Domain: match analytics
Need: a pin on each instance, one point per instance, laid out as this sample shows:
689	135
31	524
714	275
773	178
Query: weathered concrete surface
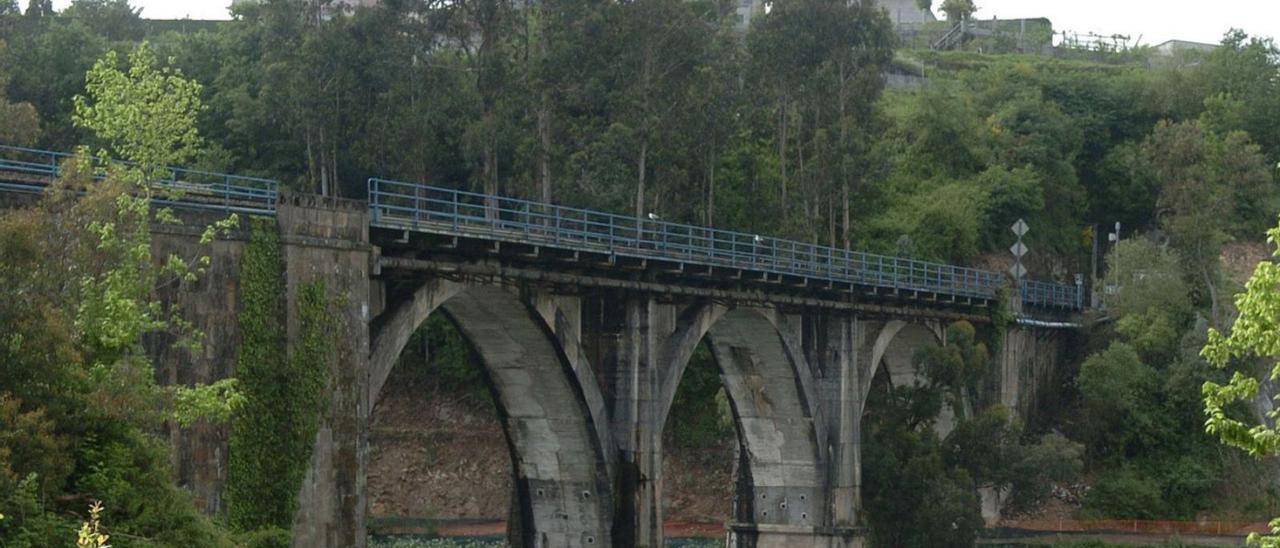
585	378
211	305
327	240
562	485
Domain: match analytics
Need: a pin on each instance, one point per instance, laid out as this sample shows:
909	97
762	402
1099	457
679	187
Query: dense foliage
640	106
283	388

+++++

--- TASK ITEM ---
Write out the entries again, word for word. No images.

--- SOLUTION ---
Domain: match analytics
Need: a pin on each instance, one point per instance, laid out as this sample shows:
689	135
31	524
714	275
773	178
Query: weathered concrete surface
585	378
211	305
327	240
562	485
Domain: match analytics
Need: a pin on each instance, one point per instance, laid out as this sample shows:
909	97
762	402
1099	457
679	187
Query: dense foliage
640	106
283	388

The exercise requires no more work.